◆ Extracted text ◆
- - - - - - -

0

I'm working on my assignment which is to read in from a dictionary list, and a paragraph and count the amount of times certain words show up in the paragraph, all while using LinkedLists and BSTs. We have been given the regex command to split apart the paragraph.txt file, the command is "[\\s|\\pPunct]+" which does not work for me, so instead I am using [\\s, ?!]+ however this isn't doing everything which I want it to, and since regex commands are outside the abstract of this course I don't know much about them.

I'm looking for a command which removes all periods, commas, and whitespace. [\\s, ?!]+ does the first two, however if I have this line for example;

..some line here

more text here...

That return line is not removed, I tried to remove it when I added each word into my LinkedList with;

    public static void insertParagraph(String[] strings) {
    for(int i = 0; i < strings.length; i++) {
        if(strings[i] != "" || strings[i] != " " || strings[i] != null)
            paragraph.insertFirst(strings[i].replaceAll("[^a-zA-Z'\\s]","").toLowerCase());
    }
}

However that if statement doesn't work either, does anyone have any suggestions?

- - - - - - -

◆ Exercise prompt ◆
Please write out the forum post about splitting a paragraph with a regex word for word, from start to finish.

◆ Information provided ◆
- - - - - - -

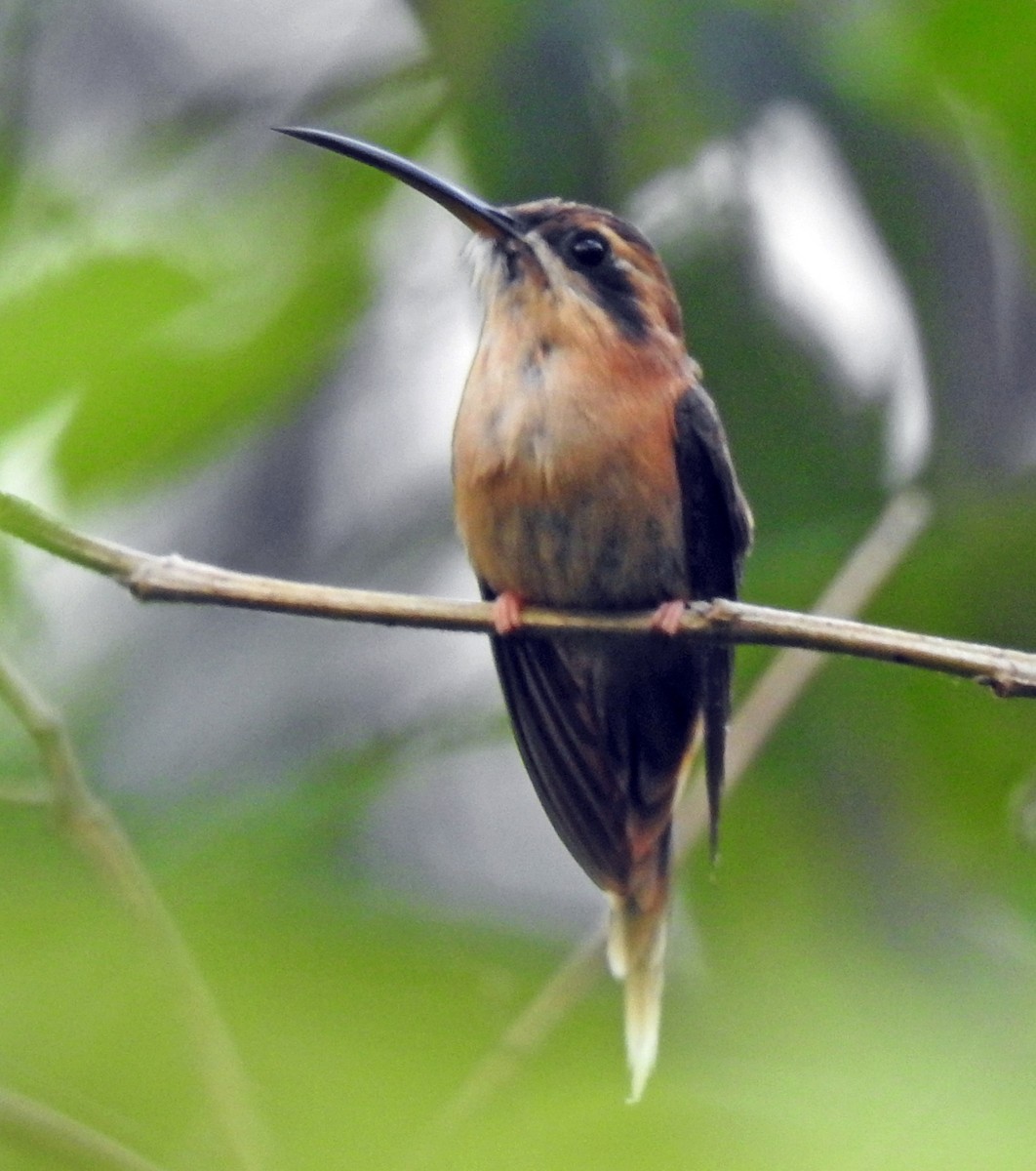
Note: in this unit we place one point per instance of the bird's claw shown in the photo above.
(668, 616)
(507, 613)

- - - - - - -

◆ Output ◆
0

I'm working on my assignment which is to read in from a dictionary list, and a paragraph and count the amount of times certain words show up in the paragraph, all while using LinkedLists and BSTs. We have been given the regex command to split apart the paragraph.txt file, the command is "[\\s|\\pPunct]+" which does not work for me, so instead I am using [\\s, ?!]+ however this isn't doing everything which I want it to, and since regex commands are outside the abstract of this course I don't know much about them.

I'm looking for a command which removes all periods, commas, and whitespace. [\\s, ?!]+ does the first two, however if I have this line for example;

..some line here

more text here...

That return line is not removed, I tried to remove it when I added each word into my LinkedList with;

    public static void insertParagraph(String[] strings) {
    for(int i = 0; i < strings.length; i++) {
        if(strings[i] != "" || strings[i] != " " || strings[i] != null)
            paragraph.insertFirst(strings[i].replaceAll("[^a-zA-Z'\\s]","").toLowerCase());
    }
}

However that if statement doesn't work either, does anyone have any suggestions?